┌─ Zitierter Textauszug
Thomas Rid: Durch den Long Tail-Effekt ist sozusagen der Weg in die Realpolitik verstellt. Es wäre ja auch für Al-Qaida attraktiv, sich pragmatischer zu verhalten, wenn man dafür wachsen, Macht gewinnen kann. Aber politische und auch operative Kompromisse sind wegen der Organisationsstruktur fast unmöglich. Denken Sie zum Beispiel an das Anbar Awakening im Irak 2006, 2007. Damals wandten sich viele Sunniten von Al-Qaida ab wegen deren extrem gewalttätigen und sektiererischen Vorgehens. Aber selbst wenn einzelne Al-Qaida-Führer es für kontraproduktiv halten, Schiiten umzubringen, macht der stetige Zulauf von neuen Extremisten es den Pragmatikern wohl schwer, eine neue, abgemilderte Linie durchzusetzen.
└─
Aufgaben ->
1. Beantworten Sie anhand des Textauszugs:
(a) Welches Ereignis im Irak nennt Thomas Rid als Beispiel, und in welchen Jahren fand es statt?
(b) Weshalb wandten sich damals viele Sunniten von Al-Qaida ab?
(c) Was macht politische und operative Kompromisse laut Thomas Rid fast unmöglich?
2. Schreiben Sie aus dem Textauszug den Abschnitt ab, der mit „Thomas Rid: Durch“ beginnt und mit „abgemilderte Linie durchzusetzen.“ endet.
3. Übersetzen Sie diesen Satz aus dem Textauszug ins Englische: „Damals wandten sich viele Sunniten von Al-Qaida ab wegen deren extrem gewalttätigen und sektiererischen Vorgehens.“
┌─ Datensätze
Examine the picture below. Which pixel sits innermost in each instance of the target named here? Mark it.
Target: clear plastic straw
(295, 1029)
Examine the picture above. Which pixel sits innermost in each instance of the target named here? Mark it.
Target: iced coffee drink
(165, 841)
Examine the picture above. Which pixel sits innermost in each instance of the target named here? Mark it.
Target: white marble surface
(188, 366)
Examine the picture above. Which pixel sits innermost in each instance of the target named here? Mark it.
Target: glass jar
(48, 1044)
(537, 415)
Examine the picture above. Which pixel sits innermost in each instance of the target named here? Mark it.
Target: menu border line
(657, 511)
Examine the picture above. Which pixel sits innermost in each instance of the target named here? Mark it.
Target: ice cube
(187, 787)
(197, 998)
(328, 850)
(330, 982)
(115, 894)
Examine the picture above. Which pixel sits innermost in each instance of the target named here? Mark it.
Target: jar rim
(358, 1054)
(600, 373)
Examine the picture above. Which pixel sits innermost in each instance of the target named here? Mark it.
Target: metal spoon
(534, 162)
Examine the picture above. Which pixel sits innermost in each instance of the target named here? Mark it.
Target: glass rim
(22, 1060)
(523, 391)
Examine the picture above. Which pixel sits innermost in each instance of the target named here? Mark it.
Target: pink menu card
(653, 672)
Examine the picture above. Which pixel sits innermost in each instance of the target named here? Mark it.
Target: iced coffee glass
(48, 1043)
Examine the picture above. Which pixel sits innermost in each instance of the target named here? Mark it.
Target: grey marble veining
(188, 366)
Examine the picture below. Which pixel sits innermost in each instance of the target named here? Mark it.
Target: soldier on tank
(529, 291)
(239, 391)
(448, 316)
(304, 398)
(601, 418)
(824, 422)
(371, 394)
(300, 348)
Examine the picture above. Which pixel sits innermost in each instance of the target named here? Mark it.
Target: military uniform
└─
Lösungen je Aufgabe ->
1.
(a) Das Anbar Awakening, 2006 und 2007.
(b) Wegen des extrem gewalttätigen und sektiererischen Vorgehens von Al-Qaida.
(c) Die Organisationsstruktur.

2.
Thomas Rid: Durch den Long Tail-Effekt ist sozusagen der Weg in die Realpolitik verstellt. Es wäre ja auch für Al-Qaida attraktiv, sich pragmatischer zu verhalten, wenn man dafür wachsen, Macht gewinnen kann. Aber politische und auch operative Kompromisse sind wegen der Organisationsstruktur fast unmöglich. Denken Sie zum Beispiel an das Anbar Awakening im Irak 2006, 2007. Damals wandten sich viele Sunniten von Al-Qaida ab wegen deren extrem gewalttätigen und sektiererischen Vorgehens. Aber selbst wenn einzelne Al-Qaida-Führer es für kontraproduktiv halten, Schiiten umzubringen, macht der stetige Zulauf von neuen Extremisten es den Pragmatikern wohl schwer, eine neue, abgemilderte Linie durchzusetzen.

3. At that time, many Sunnis turned away from Al-Qaida because of its extremely violent and sectarian approach.